■ **SELECTED EXCERPT**
'''

Through exploration, play, and collaborative problem solving, students developed an understanding of ODE’s that went beyond a textbook or lecture. Here are a few of their reflections:

“I used to think ODEs weren’t super related to real life situations outside of population growth.
Now, I think they have a lot more application to the real world including global climate change.”- Miles Huber

“I used to think ODEs were really confusing.
Now I think ODEs are easier to understand when looking at real world examples” – Sophie Natale-Short

“I used to think ODE’s have no application in the real world.
Now I think that ODE’s are very useful in predicting future behavior.” – Rachel Taylor

“I used to think ODEs had little to no application in real life to non-mathematicians.
Now I think that anyone can understand how ODEs can be used to solve real world applications, even if they can’t solve it.” – Matt Camella

“I used to think that describing differential equations to people who didn’t understand them was difficult.
Now after presenting I think it’s easy!” -Calla Hindems

Looking to the Future

Merging mathematics and design thinking helped the students experience the ways that math can help implement positive social change on a macro-scale. “I left the class really energized by the student feedback and the whole experience of creating these scenarios to help the students understand how to apply the Math,” stated Dr. Noel. “I already started to imagine us really doing modeling for the city in other design-thinking math classes to show the city’s administration how Tulane students could use ordinary differential equations to predict change.”

Dr. Dahleh also remarked on how surprised she was at the level of engagement of all of the students, even students who traditionally might not have been excited by the content gave passionate presentations to the government of Tulanelandia. These presentations demonstrated their understanding of the concepts.

Dr. Noel and Dr. Dahleh look forward to collaborating on other Math and Design Thinking experiments in the future.

This project is made possible with the support of Tulane’s Center for Engaged Teaching and Learning.

'''

■ **REQUIREMENT**
Extract, word for word, everything in the text on students learning ODEs through design thinking from "Dr. Dahleh also" down to "in the future.".

■ **DATA**
'''

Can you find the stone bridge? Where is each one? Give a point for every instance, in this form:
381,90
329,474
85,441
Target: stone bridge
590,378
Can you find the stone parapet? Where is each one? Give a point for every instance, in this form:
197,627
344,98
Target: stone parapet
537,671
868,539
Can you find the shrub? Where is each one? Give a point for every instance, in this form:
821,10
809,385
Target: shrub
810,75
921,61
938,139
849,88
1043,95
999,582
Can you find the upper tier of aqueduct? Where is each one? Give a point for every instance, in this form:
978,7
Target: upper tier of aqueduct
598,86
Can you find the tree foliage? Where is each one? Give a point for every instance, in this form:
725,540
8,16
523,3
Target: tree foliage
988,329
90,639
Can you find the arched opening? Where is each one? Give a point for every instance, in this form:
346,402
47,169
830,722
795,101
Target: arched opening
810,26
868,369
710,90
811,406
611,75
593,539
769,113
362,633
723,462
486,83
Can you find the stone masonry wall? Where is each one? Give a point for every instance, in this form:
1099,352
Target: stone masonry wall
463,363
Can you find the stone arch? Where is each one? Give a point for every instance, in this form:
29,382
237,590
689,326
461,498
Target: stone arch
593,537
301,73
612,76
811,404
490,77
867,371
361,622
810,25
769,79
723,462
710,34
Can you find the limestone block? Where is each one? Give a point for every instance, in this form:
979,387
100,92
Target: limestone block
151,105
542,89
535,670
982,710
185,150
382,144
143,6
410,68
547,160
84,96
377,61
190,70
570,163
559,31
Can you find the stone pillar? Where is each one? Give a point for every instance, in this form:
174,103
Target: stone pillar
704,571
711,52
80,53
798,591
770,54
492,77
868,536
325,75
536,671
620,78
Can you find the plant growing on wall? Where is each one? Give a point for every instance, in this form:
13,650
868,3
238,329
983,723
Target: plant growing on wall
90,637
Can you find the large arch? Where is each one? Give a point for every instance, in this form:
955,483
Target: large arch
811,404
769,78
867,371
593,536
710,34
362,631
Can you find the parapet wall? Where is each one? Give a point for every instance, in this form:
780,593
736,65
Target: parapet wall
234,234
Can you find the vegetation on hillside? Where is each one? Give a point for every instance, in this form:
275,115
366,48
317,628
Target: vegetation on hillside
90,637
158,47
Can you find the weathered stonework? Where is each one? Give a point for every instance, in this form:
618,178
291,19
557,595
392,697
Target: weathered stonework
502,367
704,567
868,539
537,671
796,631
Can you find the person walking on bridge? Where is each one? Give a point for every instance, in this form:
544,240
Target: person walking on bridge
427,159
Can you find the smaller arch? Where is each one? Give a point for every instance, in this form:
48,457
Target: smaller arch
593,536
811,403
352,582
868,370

'''

■ **TASK RESULT**
Dr. Dahleh also remarked on how surprised she was at the level of engagement of all of the students, even students who traditionally might not have been excited by the content gave passionate presentations to the government of Tulanelandia. These presentations demonstrated their understanding of the concepts.

Dr. Noel and Dr. Dahleh look forward to collaborating on other Math and Design Thinking experiments in the future.